**Given passage:**
# Do you need a college degree to be an HR TL?



## aspiringHRexpert (Jul 5, 2021)

I know you need one to be an HR ETL, but do you also need one to be the an HR TL?


----------



## Jenim12 (Jul 5, 2021)

A degree isn't even mandatory for HR ETL, if they like you enough!


----------



## lucidtm (Jul 6, 2021)

You do not need a degree, but most stores would prefer some sort of equivalent experience either in HR (at any level) or experience at Target. From what I've seen, the HR ETL is always a young woman, right out of college and the HR TL or HR TM is someone that gets promoted internally that has been there for a long time.


----------



## Black Sheep 214 (Jul 7, 2021)

lucidtm said:


> You do not need a degree, but most stores would prefer some sort of equivalent experience either in HR (at any level) or experience at Target. From what I've seen, the HR ETL is always a young woman, right out of college and the HR TL or HR TM is someone that gets promoted internally that has been there for a long time.


ASANTS, but guess which one actually runs HR…😁


----------



## lucidtm (Jul 7, 2021)

Black Sheep 214 said:


> ASANTS, but guess which one actually runs HR…😁


I personally go to our HR TM lmao our ETL is ok, but I can get more info from the TM or on my own.


----------



## Black Sheep 214 (Jul 7, 2021)

lucidtm said:


> I personally go to our HR TM lmao our ETL is ok, but I can get more info from the TM or on my own.


Same here. The last few years our amazing HR TL and TMs ran HR while our succession of newbie HR-ETLs sat in their office talking on their cell phones. The ETLs came and went, but the store would have been in absolute chaos without the leadership, knowledge and efficiency of the HR TL and TMs. Hats off to them for a difficult job well done!😁


----------



## HRExpert (Dec 10, 2021)

I read recently that even ETLs don't have to have a four-year degree, if they have experience that makes them qualified! If you are interested in a promotion to TL, don't let lack of degree get you down!


----------



## Planosss enraged (Dec 10, 2021)

**Prompt:** Write the next part of the forum thread on whether HR team leads need a college degree, picking up right after its final line.

**Extracted information:**
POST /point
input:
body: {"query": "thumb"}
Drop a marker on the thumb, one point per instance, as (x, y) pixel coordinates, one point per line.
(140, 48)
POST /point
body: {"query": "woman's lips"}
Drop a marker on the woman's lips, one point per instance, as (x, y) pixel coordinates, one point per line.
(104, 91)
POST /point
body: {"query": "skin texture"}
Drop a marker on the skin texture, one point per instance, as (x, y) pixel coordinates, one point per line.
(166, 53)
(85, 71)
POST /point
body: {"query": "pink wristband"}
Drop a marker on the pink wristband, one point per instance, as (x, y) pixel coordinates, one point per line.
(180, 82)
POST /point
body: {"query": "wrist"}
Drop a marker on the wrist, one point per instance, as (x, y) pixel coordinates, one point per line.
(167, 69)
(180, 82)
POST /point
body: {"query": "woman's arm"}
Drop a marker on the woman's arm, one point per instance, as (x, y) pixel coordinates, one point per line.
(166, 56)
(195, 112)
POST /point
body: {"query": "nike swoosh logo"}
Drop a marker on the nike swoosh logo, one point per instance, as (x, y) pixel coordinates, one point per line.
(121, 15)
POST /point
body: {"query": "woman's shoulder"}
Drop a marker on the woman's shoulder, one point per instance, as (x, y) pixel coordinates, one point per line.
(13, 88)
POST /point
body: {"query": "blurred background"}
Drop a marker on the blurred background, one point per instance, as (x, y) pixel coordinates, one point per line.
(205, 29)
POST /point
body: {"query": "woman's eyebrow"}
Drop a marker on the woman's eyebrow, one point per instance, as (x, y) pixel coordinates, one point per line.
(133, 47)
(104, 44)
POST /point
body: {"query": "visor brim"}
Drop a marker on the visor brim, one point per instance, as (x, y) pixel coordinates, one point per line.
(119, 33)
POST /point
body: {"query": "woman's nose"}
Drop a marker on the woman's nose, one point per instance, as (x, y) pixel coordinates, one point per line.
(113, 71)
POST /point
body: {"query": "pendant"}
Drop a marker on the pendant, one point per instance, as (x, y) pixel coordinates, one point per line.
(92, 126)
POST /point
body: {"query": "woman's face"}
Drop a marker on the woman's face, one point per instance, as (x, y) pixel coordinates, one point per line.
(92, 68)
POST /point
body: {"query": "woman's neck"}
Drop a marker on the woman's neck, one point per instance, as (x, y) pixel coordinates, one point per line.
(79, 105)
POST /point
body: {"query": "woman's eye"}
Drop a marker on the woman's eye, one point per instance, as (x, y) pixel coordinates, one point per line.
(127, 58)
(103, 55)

**Answer for the task:**
HR is overrated, after they blow farts in to the chair, put a saddle on them and let em loose pickin.


----------



## boringClerk03 (Dec 10, 2021)

If you look at any job description for an ETL, they PREFER the 4-year degree, but the company is solemnly doing away with it because there's not a lot of higher education required to be in leadership in a retail store. They take degrees in anything from art to humanities, to mathematics and business. TL roles don't require a degree period, just some experience. You'll learn on the job, experience is always preferential, but in jobs like this, you just need to be a leader; you don't learn that with a degree specifically. 

HR is one of those industries where experience matters way more than the degree, but the requisite degree integrated with a few reputable certifications from HRCI and SHRM makes you extremely marketable. 

Retail HR is a completely different ball game when it comes to the industry, and a lot of people don't even take it seriously. Your duties are only partially in HR and partially in retail management. You're also not getting the experience you'd get at a different company where you'd own the HR department and duties. 

If it were me, I'd try and get an HR role at corporate or district, or skip the lower, middle-retail management HR roles and get an HR assistant, specialist, or coordinator job and develop under real HR leaders. It will do wonders for an HR career.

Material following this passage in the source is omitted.